◆ **Excerto do texto**:

★ ★ ★ ★ ★

Outros monumentos do mesmo carácter têm sido identificados em diversos castros da região asturo-galaico portuguesa em Paços de Ferreira, na citânia de Sanfins. Como testemunho do primitivismo das origens da citânia de Briteiros existem os achados de instrumento de pedra eneolíticos ou de bronze inicial. Por outro lado, as «mamoas» nas vizinhanças da citânia e as gravuras rupestres nas encostas dos montes próximos mostram a existência de uma cultura autóctone anterior à romana. Esta citânia deva ter sido definitivamente abandonada no século III.

Interpretações recentes permitem atribuir à Citânia de Briteiros o papel de capital política dos Callaeci Bracari no início do século I. d.C., onde se reuniria o respectivo "consilium gentis" na grande casa circular de bancos adossados às paredes.

★ ★ ★ ★ ★

◆ **Dados apresentados**:

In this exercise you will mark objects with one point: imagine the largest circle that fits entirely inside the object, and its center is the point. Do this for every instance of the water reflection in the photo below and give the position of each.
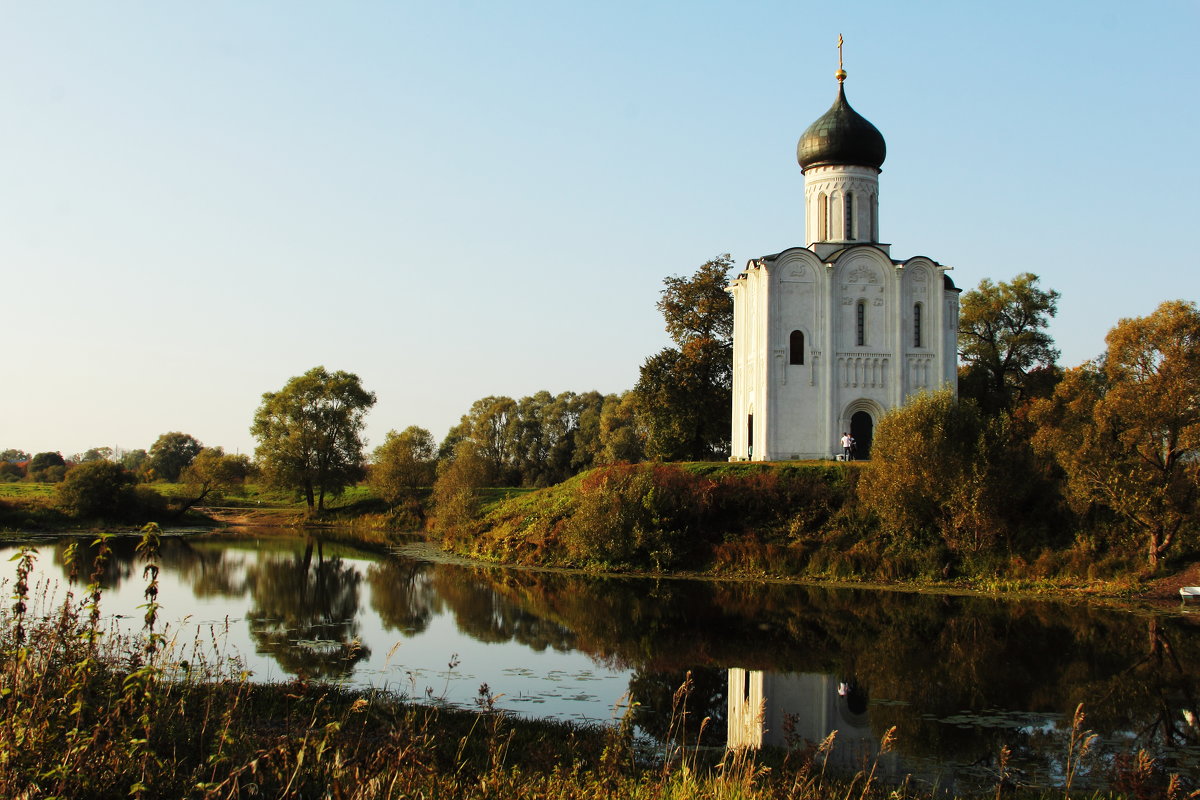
(305, 613)
(802, 709)
(957, 677)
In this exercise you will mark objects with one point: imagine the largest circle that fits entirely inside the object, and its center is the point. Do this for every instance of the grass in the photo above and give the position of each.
(90, 714)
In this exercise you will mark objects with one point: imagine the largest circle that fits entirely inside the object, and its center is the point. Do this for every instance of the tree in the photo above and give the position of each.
(96, 488)
(171, 453)
(47, 467)
(405, 462)
(684, 392)
(210, 475)
(1126, 428)
(683, 402)
(456, 491)
(942, 473)
(1002, 337)
(310, 433)
(622, 438)
(93, 453)
(136, 461)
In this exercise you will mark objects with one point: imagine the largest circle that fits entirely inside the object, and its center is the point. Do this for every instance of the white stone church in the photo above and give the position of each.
(829, 336)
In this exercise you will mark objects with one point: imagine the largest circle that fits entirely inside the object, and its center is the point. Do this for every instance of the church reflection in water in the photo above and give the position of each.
(768, 709)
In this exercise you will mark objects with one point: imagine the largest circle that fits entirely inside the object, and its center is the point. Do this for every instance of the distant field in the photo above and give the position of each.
(25, 491)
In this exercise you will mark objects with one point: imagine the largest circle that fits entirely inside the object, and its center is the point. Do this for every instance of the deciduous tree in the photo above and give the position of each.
(1002, 337)
(1126, 428)
(48, 467)
(96, 488)
(942, 473)
(211, 474)
(684, 392)
(171, 453)
(310, 433)
(403, 463)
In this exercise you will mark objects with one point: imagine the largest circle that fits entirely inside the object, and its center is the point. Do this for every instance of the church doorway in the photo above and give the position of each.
(862, 427)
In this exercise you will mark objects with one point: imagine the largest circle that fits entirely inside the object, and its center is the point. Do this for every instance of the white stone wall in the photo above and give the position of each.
(826, 190)
(801, 410)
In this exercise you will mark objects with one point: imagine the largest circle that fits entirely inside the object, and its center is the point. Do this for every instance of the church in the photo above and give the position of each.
(829, 336)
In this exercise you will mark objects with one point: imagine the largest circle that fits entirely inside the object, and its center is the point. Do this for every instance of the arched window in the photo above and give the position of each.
(796, 348)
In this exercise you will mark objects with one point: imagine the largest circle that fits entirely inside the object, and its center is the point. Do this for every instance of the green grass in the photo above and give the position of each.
(22, 491)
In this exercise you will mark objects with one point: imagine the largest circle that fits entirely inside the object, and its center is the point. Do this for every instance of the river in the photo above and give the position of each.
(958, 677)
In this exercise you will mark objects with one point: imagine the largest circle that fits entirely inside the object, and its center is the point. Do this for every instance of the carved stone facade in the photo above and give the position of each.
(829, 336)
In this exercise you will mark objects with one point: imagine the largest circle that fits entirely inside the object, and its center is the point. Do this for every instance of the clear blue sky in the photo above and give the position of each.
(457, 199)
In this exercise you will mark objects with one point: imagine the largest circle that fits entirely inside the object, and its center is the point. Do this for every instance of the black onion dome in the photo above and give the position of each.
(841, 136)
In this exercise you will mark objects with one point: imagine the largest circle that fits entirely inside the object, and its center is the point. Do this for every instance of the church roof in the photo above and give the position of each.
(841, 136)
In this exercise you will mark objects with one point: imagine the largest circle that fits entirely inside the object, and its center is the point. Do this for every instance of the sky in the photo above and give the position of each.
(199, 200)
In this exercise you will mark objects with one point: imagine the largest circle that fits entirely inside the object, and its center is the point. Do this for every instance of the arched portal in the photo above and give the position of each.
(862, 427)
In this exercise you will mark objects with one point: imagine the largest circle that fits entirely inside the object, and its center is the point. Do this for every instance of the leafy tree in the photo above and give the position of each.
(136, 461)
(93, 453)
(621, 435)
(171, 453)
(211, 474)
(1002, 337)
(1126, 429)
(946, 475)
(684, 392)
(310, 433)
(96, 489)
(47, 467)
(403, 463)
(456, 491)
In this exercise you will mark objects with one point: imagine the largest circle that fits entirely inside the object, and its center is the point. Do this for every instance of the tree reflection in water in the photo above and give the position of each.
(305, 613)
(958, 675)
(402, 594)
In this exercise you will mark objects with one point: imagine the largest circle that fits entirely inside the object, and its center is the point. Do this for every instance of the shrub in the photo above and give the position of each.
(637, 516)
(97, 489)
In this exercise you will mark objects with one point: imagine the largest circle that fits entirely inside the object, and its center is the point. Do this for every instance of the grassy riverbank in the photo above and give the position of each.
(786, 521)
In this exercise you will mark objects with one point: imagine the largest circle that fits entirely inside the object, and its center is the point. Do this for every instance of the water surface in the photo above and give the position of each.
(958, 677)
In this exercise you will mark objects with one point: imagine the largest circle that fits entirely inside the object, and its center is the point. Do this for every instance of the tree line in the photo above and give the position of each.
(1110, 445)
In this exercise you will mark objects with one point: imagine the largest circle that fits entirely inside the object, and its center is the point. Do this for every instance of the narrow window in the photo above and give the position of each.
(796, 348)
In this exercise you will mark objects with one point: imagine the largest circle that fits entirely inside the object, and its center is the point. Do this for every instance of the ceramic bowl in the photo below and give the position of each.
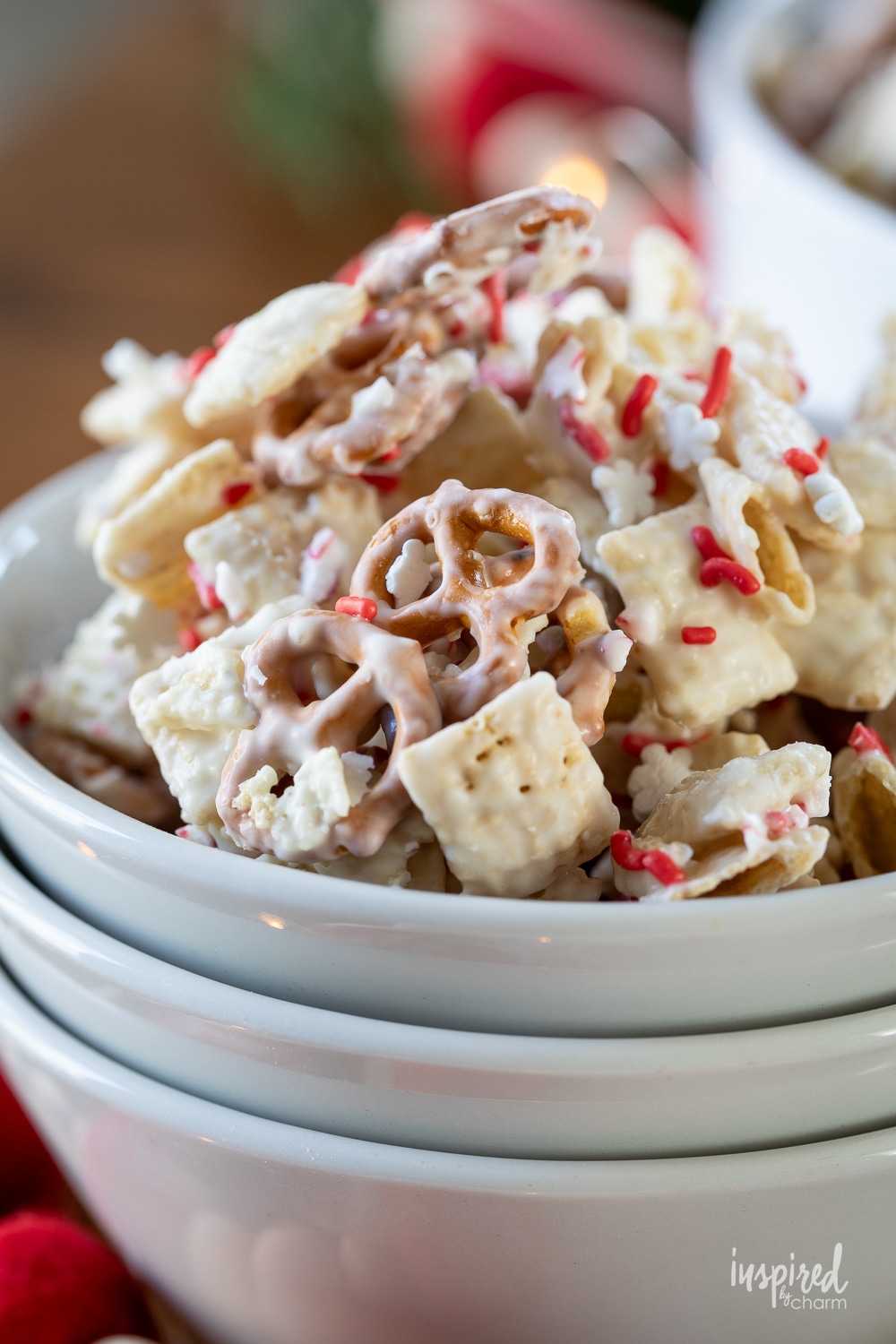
(261, 1233)
(449, 1090)
(468, 962)
(783, 234)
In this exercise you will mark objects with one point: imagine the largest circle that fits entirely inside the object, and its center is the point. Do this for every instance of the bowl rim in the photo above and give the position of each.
(182, 865)
(30, 1037)
(53, 929)
(723, 61)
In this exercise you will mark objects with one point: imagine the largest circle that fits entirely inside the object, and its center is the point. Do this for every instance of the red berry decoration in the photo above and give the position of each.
(27, 1171)
(61, 1285)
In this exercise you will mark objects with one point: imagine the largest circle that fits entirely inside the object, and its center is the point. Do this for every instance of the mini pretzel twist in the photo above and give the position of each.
(469, 239)
(389, 672)
(474, 591)
(316, 426)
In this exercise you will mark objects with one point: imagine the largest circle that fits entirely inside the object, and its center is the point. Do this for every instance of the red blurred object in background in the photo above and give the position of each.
(61, 1285)
(27, 1171)
(591, 94)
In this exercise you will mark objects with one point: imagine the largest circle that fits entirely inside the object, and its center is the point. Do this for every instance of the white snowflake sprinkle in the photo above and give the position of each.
(614, 650)
(689, 435)
(657, 774)
(833, 504)
(409, 575)
(563, 374)
(626, 492)
(323, 564)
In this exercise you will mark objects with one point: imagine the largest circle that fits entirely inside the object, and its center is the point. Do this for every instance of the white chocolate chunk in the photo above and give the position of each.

★ ★ ★ ★ ★

◆ **Tarefa 1**:
Indique se cada afirmação concorda com o excerto sobre a Citânia de Briteiros e responda sim ou não, citando as palavras decisivas do excerto.
(a) As gravuras rupestres situam-se nas encostas dos montes próximos.
(b) A cultura autóctone referida é posterior à romana.
(c) O "consilium gentis" reunir-se-ia numa casa quadrada.
◆ **Tarefa 2**:
Responda, com base no excerto sobre a Citânia de Briteiros:
(a) Em que século terá a citânia sido definitivamente abandonada?
(b) De que povo seria a Citânia de Briteiros a capital política, segundo interpretações recentes?
(c) Em que citânia de Paços de Ferreira foram identificados monumentos do mesmo carácter?
◆ **Tarefa 3**: Prolongue o excerto sobre a Citânia de Briteiros a partir da última frase apresentada.
Os registos não têm qualquer relação com o excerto do texto.

◆ **Resultado 1**:
(a) Sim: «as gravuras rupestres nas encostas dos montes próximos».
(b) Não: «uma cultura autóctone anterior à romana».
(c) Não: «na grande casa circular de bancos adossados às paredes».

◆ **Resultado 2**:
(a) No século III.
(b) Dos Callaeci Bracari.
(c) Na citânia de Sanfins.

◆ **Resultado 3**:
A Citânia de Sanfins localiza-se quase na sua totalidade na freguesia portuguesa de Sanfins de Ferreira e a parte sudoeste na freguesia de Eiriz, ambas no concelho de Paços de Ferreira, distrito do Porto.

É uma das mais importantes zonas arqueológicas da civilização castreja na Península Ibérica. Surgiu por volta do século I a.C. e ocupa uma área de cerca de 15 hectares, numa colina integrada numa zona de montanhas de afloramentos graníticos, num local estratégico entre a região do Douro e do Minho.

Há vestígios da ocupação do local da Citânia, desde o século V antes de Cristo, embora a grande cidade tenha sido a do tempo dos calaicos, criada entre os séculos II e I a.C.

Nessa época, estima-se que tenham lá vivido três mil pessoas, uma população que vivia essencialmente de trabalhar o ferro, com grande vocação guerreira, ficando outras actividades económicas, como a agricultura, a cargo de outros castros dos arredores, dela dependentes.
Era a cidade-sede de uma região mais vasta, que abrangia as actuais Valongo, Maia e Penafiel, e onde estava o poder político e militar. Os romanos acabariam por lá chegar, poucos anos antes do nascimento de Cristo, mas com dificuldade.
Os primeiros estudos desta Citânia devem-se aos historiadores Francisco Martins Sarmento e a Leite de Vasconcelos. As escavações iniciaram-se em 1944 e prolongaram-se por mais de cinquenta anos.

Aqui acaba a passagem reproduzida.